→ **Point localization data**
______

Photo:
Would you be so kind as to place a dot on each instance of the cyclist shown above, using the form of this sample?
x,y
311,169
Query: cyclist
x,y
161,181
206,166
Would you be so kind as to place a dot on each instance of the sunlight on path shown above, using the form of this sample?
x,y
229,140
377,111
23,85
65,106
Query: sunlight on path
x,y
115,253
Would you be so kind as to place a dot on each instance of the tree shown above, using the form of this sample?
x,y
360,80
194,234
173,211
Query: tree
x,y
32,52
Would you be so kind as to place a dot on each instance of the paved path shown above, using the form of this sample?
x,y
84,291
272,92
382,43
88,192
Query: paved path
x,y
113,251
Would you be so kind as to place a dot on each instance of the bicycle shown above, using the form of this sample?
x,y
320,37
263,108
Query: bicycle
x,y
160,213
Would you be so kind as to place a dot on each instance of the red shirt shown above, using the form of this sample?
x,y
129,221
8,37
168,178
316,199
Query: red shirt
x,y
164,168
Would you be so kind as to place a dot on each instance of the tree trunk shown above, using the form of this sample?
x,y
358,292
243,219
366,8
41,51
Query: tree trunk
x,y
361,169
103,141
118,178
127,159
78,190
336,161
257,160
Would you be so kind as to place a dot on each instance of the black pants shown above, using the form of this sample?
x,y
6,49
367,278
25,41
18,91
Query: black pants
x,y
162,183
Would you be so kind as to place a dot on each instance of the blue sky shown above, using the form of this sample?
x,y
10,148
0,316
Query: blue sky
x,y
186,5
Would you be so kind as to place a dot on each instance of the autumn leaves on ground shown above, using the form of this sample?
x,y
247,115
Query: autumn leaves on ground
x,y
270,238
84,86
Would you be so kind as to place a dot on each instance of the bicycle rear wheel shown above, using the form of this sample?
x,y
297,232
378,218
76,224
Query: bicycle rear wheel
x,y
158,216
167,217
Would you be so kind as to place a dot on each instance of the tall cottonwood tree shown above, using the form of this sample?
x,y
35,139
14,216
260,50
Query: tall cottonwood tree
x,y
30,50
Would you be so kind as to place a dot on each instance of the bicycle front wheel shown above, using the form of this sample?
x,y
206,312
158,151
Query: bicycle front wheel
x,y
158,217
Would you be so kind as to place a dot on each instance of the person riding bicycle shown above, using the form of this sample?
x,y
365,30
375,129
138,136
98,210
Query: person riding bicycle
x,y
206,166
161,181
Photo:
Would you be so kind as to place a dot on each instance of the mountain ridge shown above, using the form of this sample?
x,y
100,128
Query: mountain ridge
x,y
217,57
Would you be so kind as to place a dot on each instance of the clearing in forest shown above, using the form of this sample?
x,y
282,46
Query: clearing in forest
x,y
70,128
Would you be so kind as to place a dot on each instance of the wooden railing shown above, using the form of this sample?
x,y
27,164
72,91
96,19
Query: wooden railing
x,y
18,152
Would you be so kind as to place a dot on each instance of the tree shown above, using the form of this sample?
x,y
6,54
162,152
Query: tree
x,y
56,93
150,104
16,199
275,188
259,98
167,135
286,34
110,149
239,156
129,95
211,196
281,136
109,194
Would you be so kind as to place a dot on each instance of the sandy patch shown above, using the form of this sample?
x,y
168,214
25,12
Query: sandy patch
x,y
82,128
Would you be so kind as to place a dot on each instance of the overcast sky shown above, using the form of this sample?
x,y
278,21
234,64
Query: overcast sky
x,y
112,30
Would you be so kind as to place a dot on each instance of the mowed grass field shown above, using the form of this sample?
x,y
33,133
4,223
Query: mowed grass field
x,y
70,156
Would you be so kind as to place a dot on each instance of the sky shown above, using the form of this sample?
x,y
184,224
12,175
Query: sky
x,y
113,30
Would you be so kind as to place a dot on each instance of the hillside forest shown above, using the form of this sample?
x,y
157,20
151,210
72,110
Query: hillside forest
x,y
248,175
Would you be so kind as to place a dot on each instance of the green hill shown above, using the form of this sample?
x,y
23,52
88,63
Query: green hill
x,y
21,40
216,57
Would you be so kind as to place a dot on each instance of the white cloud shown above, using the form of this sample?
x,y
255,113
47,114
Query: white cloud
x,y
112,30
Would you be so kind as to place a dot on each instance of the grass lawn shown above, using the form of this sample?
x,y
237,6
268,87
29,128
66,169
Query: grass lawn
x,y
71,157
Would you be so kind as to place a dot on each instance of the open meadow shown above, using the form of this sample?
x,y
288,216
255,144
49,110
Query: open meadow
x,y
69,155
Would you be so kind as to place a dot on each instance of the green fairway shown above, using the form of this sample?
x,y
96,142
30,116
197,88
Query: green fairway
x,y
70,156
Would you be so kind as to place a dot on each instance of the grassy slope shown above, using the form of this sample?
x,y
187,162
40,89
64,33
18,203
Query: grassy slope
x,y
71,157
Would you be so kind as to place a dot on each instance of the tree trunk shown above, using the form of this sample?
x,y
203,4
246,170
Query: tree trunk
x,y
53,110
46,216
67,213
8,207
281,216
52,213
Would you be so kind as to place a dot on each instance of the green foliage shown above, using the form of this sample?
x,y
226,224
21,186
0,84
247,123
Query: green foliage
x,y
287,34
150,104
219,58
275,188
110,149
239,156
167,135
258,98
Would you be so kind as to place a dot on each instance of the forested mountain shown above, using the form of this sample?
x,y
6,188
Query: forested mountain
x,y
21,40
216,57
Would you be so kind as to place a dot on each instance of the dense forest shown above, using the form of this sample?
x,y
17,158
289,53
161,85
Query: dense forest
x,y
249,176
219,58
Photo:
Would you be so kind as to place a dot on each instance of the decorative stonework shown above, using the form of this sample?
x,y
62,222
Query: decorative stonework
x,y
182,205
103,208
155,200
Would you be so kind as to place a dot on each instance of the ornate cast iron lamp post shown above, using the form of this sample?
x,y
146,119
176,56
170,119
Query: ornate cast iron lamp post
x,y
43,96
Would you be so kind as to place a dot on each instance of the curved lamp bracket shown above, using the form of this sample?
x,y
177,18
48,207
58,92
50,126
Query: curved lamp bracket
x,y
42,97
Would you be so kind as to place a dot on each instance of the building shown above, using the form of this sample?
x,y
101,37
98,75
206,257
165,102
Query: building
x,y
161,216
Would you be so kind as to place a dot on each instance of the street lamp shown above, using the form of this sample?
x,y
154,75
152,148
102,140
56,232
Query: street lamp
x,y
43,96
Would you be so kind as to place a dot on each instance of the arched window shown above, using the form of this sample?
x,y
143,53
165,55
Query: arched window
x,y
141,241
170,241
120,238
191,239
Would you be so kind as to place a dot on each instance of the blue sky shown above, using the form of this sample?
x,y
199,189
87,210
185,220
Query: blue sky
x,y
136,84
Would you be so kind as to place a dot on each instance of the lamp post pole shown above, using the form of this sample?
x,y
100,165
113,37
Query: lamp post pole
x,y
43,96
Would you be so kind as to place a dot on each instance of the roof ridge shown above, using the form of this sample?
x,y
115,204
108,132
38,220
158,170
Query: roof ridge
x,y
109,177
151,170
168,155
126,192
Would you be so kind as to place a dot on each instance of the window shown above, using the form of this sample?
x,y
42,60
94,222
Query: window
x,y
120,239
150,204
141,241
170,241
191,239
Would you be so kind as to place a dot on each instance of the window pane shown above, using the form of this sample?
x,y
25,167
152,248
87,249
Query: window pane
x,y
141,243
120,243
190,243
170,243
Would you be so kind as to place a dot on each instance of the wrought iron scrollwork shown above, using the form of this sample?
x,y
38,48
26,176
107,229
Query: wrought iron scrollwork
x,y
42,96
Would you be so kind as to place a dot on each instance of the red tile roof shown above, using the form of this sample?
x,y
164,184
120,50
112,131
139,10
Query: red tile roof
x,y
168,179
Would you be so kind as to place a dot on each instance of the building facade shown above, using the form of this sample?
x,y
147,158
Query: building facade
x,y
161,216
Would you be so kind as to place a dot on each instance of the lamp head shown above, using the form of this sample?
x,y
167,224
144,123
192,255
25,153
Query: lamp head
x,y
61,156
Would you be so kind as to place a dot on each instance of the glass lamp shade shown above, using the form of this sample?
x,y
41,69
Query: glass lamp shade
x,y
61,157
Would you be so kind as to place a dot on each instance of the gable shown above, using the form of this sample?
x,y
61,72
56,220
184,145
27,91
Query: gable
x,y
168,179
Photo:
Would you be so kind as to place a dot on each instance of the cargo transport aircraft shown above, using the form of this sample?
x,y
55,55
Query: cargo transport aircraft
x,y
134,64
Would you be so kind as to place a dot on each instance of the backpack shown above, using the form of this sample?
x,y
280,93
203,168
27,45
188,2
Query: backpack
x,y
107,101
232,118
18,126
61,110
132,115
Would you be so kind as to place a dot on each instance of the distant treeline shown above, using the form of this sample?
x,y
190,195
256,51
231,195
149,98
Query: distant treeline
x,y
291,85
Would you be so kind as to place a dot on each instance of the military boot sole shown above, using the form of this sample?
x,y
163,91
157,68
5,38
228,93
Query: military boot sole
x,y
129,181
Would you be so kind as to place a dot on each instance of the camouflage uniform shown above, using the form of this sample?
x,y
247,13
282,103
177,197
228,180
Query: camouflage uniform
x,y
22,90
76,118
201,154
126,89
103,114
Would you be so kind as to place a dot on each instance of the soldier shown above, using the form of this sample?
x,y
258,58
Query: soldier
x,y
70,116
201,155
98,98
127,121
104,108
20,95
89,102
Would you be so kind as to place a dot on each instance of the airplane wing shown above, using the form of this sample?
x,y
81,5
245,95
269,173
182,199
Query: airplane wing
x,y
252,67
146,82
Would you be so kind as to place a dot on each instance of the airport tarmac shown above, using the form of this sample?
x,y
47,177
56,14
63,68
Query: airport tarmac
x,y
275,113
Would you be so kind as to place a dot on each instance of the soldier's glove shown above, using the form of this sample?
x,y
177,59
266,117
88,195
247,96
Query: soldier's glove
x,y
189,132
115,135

______

→ **WHAT YOU WILL DO**
Output only the lines from the one that contains "of the airport" through the final line of the records, exactly as given.

→ **WRITTEN REPLY**
Would you be so kind as to place a dot on each instance of the airport tarmac shown above, using the form of this sample?
x,y
47,177
56,14
63,68
Query: airport tarmac
x,y
275,113
Would you be so kind as to place a dot on each instance of the soldier's glove shown above, using the form of this sample?
x,y
177,59
266,117
88,195
247,96
Query: soldier's glove
x,y
189,132
115,135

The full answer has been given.